**DATA LISTING**
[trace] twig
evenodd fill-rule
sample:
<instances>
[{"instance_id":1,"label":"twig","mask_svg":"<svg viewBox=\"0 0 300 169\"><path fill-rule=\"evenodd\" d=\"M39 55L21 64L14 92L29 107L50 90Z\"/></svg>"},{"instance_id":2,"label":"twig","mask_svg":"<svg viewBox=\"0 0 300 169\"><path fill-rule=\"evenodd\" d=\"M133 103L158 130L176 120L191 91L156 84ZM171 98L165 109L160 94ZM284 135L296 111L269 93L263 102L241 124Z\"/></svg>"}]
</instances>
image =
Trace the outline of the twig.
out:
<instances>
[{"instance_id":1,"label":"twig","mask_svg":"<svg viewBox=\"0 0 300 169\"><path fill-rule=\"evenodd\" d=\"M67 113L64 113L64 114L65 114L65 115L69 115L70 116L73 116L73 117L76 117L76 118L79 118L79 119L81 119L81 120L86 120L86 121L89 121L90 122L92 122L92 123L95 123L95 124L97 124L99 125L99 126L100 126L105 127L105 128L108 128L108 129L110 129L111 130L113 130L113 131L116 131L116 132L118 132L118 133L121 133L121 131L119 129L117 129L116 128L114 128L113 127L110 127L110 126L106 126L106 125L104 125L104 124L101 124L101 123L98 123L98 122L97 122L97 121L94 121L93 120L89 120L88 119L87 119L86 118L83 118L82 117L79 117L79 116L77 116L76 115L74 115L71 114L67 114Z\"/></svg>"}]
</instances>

**REQUIREMENTS**
Quote every line of the items above verbatim, from the first line to the last.

**TASK OUTPUT**
[trace] twig
evenodd fill-rule
sample:
<instances>
[{"instance_id":1,"label":"twig","mask_svg":"<svg viewBox=\"0 0 300 169\"><path fill-rule=\"evenodd\" d=\"M39 55L21 64L14 92L29 107L50 90Z\"/></svg>"},{"instance_id":2,"label":"twig","mask_svg":"<svg viewBox=\"0 0 300 169\"><path fill-rule=\"evenodd\" d=\"M133 103L158 130L176 120L191 91L156 84ZM171 98L165 109L160 94ZM284 135L296 111L269 93L263 102L241 124Z\"/></svg>"}]
</instances>
image =
Trace the outline of the twig.
out:
<instances>
[{"instance_id":1,"label":"twig","mask_svg":"<svg viewBox=\"0 0 300 169\"><path fill-rule=\"evenodd\" d=\"M67 113L64 113L64 114L65 114L65 115L69 115L70 116L73 116L73 117L76 117L76 118L79 118L79 119L81 119L81 120L86 120L86 121L89 121L90 122L92 122L92 123L95 123L95 124L97 124L99 125L99 126L100 126L105 127L105 128L108 128L108 129L110 129L111 130L113 130L113 131L116 131L116 132L118 132L118 133L121 133L121 131L119 129L117 129L116 128L114 128L113 127L110 127L110 126L106 126L106 125L104 125L104 124L101 124L101 123L98 123L98 122L97 122L97 121L94 121L93 120L89 120L88 119L87 119L86 118L83 118L82 117L79 117L79 116L77 116L76 115L74 115L71 114L67 114Z\"/></svg>"}]
</instances>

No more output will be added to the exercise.